Written request:
Copy each line below exactly and leave the pictures out.
— Start —
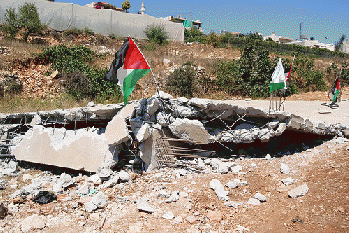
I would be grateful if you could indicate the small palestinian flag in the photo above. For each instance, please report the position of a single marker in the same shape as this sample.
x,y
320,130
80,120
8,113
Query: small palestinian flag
x,y
335,90
128,67
278,79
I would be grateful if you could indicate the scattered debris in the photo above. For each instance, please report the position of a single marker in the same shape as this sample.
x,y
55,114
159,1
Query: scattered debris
x,y
219,189
44,197
299,191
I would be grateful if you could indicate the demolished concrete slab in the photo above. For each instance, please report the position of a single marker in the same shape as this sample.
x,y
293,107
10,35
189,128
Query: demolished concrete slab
x,y
79,150
190,130
116,131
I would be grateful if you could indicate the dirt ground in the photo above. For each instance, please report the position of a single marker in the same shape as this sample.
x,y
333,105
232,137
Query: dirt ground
x,y
324,169
324,208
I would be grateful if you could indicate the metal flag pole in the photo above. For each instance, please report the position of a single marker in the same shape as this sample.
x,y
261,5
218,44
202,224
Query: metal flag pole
x,y
156,84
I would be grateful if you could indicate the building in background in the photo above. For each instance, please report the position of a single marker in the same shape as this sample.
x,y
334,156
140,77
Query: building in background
x,y
279,39
345,46
303,42
186,22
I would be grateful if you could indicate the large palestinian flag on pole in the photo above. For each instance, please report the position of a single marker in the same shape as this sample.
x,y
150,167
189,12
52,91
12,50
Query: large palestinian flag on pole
x,y
128,67
278,79
335,90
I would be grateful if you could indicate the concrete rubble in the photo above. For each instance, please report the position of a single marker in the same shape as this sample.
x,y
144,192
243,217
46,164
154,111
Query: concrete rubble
x,y
144,124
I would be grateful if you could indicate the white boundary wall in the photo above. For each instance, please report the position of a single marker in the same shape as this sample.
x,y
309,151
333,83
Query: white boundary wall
x,y
63,16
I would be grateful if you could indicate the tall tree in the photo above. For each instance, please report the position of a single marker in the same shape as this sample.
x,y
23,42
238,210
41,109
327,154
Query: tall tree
x,y
339,43
29,20
126,5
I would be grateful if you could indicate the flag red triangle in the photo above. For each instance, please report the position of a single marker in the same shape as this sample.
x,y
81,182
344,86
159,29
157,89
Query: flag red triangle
x,y
134,58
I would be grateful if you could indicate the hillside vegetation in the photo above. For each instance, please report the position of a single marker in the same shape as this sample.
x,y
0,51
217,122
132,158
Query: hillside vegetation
x,y
46,69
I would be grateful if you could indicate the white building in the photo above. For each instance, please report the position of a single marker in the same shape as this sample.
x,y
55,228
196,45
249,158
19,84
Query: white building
x,y
345,47
279,39
304,42
313,44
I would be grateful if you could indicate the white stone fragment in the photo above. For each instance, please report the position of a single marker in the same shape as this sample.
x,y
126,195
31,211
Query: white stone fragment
x,y
284,168
287,181
168,215
299,191
219,189
253,201
143,205
260,197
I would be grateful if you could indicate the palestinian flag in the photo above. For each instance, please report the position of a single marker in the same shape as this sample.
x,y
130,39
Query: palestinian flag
x,y
288,72
128,67
278,79
335,90
187,23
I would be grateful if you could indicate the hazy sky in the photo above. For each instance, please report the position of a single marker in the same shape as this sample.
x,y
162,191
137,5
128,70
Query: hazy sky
x,y
320,18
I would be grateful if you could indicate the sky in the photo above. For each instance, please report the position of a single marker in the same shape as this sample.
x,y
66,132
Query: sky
x,y
319,18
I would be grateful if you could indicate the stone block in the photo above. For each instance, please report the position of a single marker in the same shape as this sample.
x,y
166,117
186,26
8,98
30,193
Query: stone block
x,y
190,130
116,131
77,149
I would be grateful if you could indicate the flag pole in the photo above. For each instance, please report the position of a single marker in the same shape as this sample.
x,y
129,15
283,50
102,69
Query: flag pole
x,y
156,84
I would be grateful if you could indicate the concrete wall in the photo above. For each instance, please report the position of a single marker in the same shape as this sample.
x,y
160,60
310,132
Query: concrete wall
x,y
63,16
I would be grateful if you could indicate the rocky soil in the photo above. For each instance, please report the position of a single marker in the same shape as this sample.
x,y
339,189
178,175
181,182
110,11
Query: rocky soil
x,y
303,192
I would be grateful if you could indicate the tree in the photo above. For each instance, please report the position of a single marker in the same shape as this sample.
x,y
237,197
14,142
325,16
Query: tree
x,y
126,5
339,43
11,26
29,20
156,34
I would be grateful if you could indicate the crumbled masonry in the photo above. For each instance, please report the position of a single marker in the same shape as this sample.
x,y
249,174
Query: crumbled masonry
x,y
91,138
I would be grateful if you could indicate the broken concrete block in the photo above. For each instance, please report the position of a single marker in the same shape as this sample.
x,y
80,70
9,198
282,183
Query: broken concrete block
x,y
199,103
80,149
116,131
280,129
136,124
143,205
143,133
148,152
164,95
295,122
164,119
153,105
36,120
190,130
219,189
299,191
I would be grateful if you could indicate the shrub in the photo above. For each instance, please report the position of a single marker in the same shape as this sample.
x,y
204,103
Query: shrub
x,y
76,84
11,25
156,34
228,76
10,85
27,19
80,80
68,59
88,31
73,31
182,81
192,34
212,39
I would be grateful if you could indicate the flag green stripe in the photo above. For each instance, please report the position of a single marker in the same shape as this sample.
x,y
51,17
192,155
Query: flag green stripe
x,y
131,80
335,95
276,86
187,23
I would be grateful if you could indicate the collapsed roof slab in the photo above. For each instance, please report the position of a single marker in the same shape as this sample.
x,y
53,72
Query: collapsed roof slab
x,y
80,149
97,112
— End —
The result:
I would be grateful if you could indicate the small palestinian flag in the photo above. For each instance, please report the position of a single marker in the same shape as this sample.
x,y
320,130
80,120
8,113
Query: small palestinian flag
x,y
335,90
128,67
278,79
I would be grateful if you could indicate the scattered debris in the photo above. For each instance, please report the position of a single marker in the same shape as this sample.
x,y
55,114
159,1
Query: scattered debris
x,y
219,189
44,197
299,191
I would be grateful if you could indicate the demolished concrete slab in the photo above. For each instance, please report the position of a single marker in the same shape as this sample.
x,y
293,107
10,35
189,128
Query: demolished concrete slab
x,y
79,150
190,130
116,131
I would be grateful if you could indicate the dirt ground in the photo above. For each instance, please report the position of a single marker in the same shape as this sample.
x,y
333,105
232,137
Query: dirt ground
x,y
324,169
324,208
I would be grateful if you could indicate the metal flag pole in the photo above. For each instance, please report the position of a single marker in the same shape as this sample.
x,y
261,5
218,44
202,224
Query: metal flag pole
x,y
156,84
I would be grateful if you could indicate the building in background in the photo above. For each instance, please report the position of a single marker in the same shape as this sample.
x,y
334,156
140,77
Query: building in background
x,y
279,39
345,46
303,42
186,22
I would be grateful if you could indicate the large palestinian flag on pole in the photo above. For each instance, please report the position of a single marker in the same shape as this sample.
x,y
150,167
189,12
52,91
12,50
Query: large palestinian flag on pole
x,y
128,67
278,79
335,90
I would be grateful if you could indicate the concrete rubble in the photo above. For each instance, please report the position of a single marker in the same shape as this sample.
x,y
144,192
243,217
46,164
154,111
Query: concrete rubble
x,y
144,124
I would be grateful if you could indicate the white boundary wall in the photo above. For each instance, please report the position of a single marker in the same shape as this sample.
x,y
309,151
333,83
Query: white boundary wall
x,y
63,16
I would be grateful if you could indicate the tall tree in the photo above. For each instance, please report the position of a single marker in the same shape as this sample.
x,y
23,42
238,210
41,109
327,154
Query: tall tree
x,y
339,43
29,20
126,5
I would be grateful if you could indicate the flag red triangle in the photo above. For each instance, please report the position of a single marker in the same shape as this sample.
x,y
81,182
344,86
159,29
157,89
Query: flag red triangle
x,y
134,58
I would be grateful if you could indicate the hillside vegetation in the photo above. For each instance, please report the position of a single marker in the same shape as this sample.
x,y
0,51
217,122
132,158
Query: hillside vegetation
x,y
46,69
I would be grateful if you could indicate the white building in the photo above. For each instance, please report the position of a single marker in the same shape as this sample.
x,y
55,228
196,45
249,158
19,84
Query: white building
x,y
345,47
279,39
304,42
313,44
I would be grateful if you could indicate the white stone fragment in the photo above. For each instance, please report the position of a single marker in the same shape as this sample.
x,y
126,195
31,211
Query: white stone fragment
x,y
284,168
287,181
168,215
299,191
219,189
253,201
143,205
260,197
I would be grateful if you could indicate the palestinian flag in the photo above. For each instance, please report the position of a single marker in the same shape as this sample.
x,y
130,39
Query: palestinian flag
x,y
288,72
128,67
278,79
335,90
187,23
I would be grateful if you could indicate the hazy sky in the photo above. For each instance, please report the position of a single marker in the same shape as this sample.
x,y
162,191
137,5
128,70
Query: hazy sky
x,y
320,18
I would be grateful if you could indicate the sky in the photo above. For each instance, please report the position of a single marker in the same shape as this sample.
x,y
66,132
Query: sky
x,y
319,18
I would be grateful if you could indicate the stone block in the photo above. For each instance, please report the position of a single marker in the same shape as this sample.
x,y
166,117
186,26
8,98
30,193
Query: stone block
x,y
190,130
116,131
77,149
I would be grateful if you could indicate the flag pole in the photo above. For each instance, please report the position of a single marker in the same shape as this sample.
x,y
129,15
283,50
102,69
Query: flag pole
x,y
156,84
I would be grateful if you could indicate the concrete wall in the photo above. For each instance, please report the position of a single marker in the same shape as this sample.
x,y
160,60
310,132
Query: concrete wall
x,y
63,16
I would be grateful if you could indicate the rocky soil in the photo above. For each instance, please report the position of a single marker in the same shape as this sample.
x,y
339,189
178,175
181,182
110,11
Query: rocky soil
x,y
303,192
I would be grateful if you could indicate the tree in the photo above. For each instance, please report the position of a single marker in the same shape as this sample.
x,y
237,197
14,142
325,16
Query: tree
x,y
126,5
339,43
11,26
29,20
156,34
I would be grateful if you could indicate the crumbled masonry in the photo above. For each instance, please report the position of a single marker in the same shape as this sample.
x,y
249,174
Query: crumbled masonry
x,y
91,138
I would be grateful if you could indicate the broken concrete block in the photo above. For each instance, please report the position of a single marker in the same shape as this sample.
x,y
80,70
9,198
282,183
Query: broken concrete block
x,y
199,103
80,149
116,131
280,129
136,124
143,205
143,133
148,152
164,95
295,122
164,119
153,105
36,120
190,130
219,189
299,191
I would be grateful if you could indicate the shrub in the photo above. For each instance, please report the position of a single marker in the same shape as this sample.
x,y
204,103
Query: shrub
x,y
76,84
11,25
156,34
228,76
10,85
27,19
80,80
68,59
88,31
73,31
182,81
192,34
212,39
I would be grateful if you could indicate the flag green stripe in the photo above. For each instance, please report the position of a single marker in the same shape as this sample.
x,y
51,17
192,155
Query: flag green stripe
x,y
131,80
335,95
276,86
187,23
I would be grateful if you could indicate the collapsed roof slab in the photo above. For each instance, please report the position of a single marker in the same shape as this sample.
x,y
53,72
Query: collapsed roof slab
x,y
80,149
97,112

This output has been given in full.